• _SOURCE TEXT_:

● ● ● ● ● ● ●

Lisa Blair – first week in Cape Town as the search for a new mast begins

Well after my dismasting and very special welcome to Cape Town I have been very busy getting quotes, cleaning the boat and trying to figure out how to get a new mast with very little money.  I also took a closer look at the D1 shroud that was left on the deck with the local rigger and we noticed that four strands of the wire were broken long enough to have corroded…  This means that I was likely sailing past Iceberg Alley with a compromised rig.  I was very lucky to have made it as far as I have and put this down to me sailing the boat so conservatively.

After asking around it is looking like the rig could have been damaged by a stray electrical current.  The rigging wire was three months old so it is a baffle to everyone in the industry as to why this has happened at all but given the way the wire has broken this is the leading suggestion for the cause of the dismasting.  It is a real shame. From now on I will always be checking my mast for any stray current after any works get completed. As the mast is at the bottom of the ocean we will never know for sure, but I won’t let this stop me.

I have now had the chance to assess the weather that I would expect over the next month or two and have worked out that I have 4 weeks in which to repair the boat and get a new mast. This will allow me enough time to then sail back to my position of dis-masting and finish my record. There has been one little (BIG) hiccup though.

Unfortunately, when I was filling out the insurance paper work in Sydney before my departure there was a very costly typo…  Instead of having the mast insured for $120,000 the mast, rigging and sails were in fact insured for $20,000.  Not the best news.  I was really shocked that this had happened as several of us read through it and that no one picked up on it. What is done is done.

● ● ● ● ● ● ●

• _RECORD EXCERPTS_:
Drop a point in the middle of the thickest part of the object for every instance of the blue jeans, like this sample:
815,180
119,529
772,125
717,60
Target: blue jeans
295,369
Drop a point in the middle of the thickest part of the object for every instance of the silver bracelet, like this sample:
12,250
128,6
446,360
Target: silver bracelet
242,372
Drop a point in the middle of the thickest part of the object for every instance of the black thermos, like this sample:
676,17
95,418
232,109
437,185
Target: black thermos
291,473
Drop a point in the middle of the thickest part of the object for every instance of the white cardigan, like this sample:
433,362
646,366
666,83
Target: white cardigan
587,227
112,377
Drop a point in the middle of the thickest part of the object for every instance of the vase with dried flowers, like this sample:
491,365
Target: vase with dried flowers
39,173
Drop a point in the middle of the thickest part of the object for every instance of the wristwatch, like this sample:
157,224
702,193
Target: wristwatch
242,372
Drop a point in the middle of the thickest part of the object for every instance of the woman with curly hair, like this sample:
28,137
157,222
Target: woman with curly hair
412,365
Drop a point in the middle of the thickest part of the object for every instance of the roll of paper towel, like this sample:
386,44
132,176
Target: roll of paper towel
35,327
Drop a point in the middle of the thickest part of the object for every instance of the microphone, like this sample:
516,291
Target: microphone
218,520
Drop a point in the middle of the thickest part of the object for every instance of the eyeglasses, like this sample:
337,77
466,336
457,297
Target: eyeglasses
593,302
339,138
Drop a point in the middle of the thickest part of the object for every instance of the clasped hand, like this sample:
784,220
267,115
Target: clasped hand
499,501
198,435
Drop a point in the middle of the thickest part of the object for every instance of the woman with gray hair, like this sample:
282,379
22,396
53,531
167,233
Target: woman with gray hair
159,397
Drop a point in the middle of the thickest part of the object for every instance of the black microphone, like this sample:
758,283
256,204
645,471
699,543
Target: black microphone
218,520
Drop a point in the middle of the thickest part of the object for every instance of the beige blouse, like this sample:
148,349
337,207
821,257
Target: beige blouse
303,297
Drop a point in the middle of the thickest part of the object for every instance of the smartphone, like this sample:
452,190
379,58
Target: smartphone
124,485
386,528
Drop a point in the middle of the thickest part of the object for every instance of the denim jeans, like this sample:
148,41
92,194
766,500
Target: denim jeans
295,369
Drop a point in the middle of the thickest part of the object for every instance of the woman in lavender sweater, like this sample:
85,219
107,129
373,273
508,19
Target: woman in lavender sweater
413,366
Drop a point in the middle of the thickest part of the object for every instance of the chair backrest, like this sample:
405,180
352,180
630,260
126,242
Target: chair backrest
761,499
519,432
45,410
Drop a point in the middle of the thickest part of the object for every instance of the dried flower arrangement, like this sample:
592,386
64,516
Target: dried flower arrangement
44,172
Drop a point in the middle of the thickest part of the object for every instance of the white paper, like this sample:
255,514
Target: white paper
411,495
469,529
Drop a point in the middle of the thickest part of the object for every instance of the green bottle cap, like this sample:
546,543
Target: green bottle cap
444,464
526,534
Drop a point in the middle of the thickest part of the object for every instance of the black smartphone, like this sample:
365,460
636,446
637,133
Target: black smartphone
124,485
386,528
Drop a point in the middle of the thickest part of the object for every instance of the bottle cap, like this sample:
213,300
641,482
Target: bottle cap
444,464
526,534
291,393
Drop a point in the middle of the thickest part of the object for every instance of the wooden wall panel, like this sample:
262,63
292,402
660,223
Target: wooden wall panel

● ● ● ● ● ● ●

• _DIRECTION A_:
According to the Cape Town post, what amount were the mast, rigging and sails actually insured for?
• _DIRECTION B_:
Render part of the listing as a numbered list with blank lines omitted. Begin at the line of the listing that contains "of the green" and stop after the last line of the listing.
The Cape Town post and the listing are separate material.

• _EXERCISE SOLUTION A_:
$20,000

• _EXERCISE SOLUTION B_:
1. Drop a point in the middle of the thickest part of the object for every instance of the green bottle cap, like this sample:
2. 546,543
3. Target: green bottle cap
4. 444,464
5. 526,534
6. Drop a point in the middle of the thickest part of the object for every instance of the black smartphone, like this sample:
7. 365,460
8. 636,446
9. 637,133
10. Target: black smartphone
11. 124,485
12. 386,528
13. Drop a point in the middle of the thickest part of the object for every instance of the bottle cap, like this sample:
14. 213,300
15. 641,482
16. Target: bottle cap
17. 444,464
18. 526,534
19. 291,393
20. Drop a point in the middle of the thickest part of the object for every instance of the wooden wall panel, like this sample:
21. 262,63
22. 292,402
23. 660,223
24. Target: wooden wall panel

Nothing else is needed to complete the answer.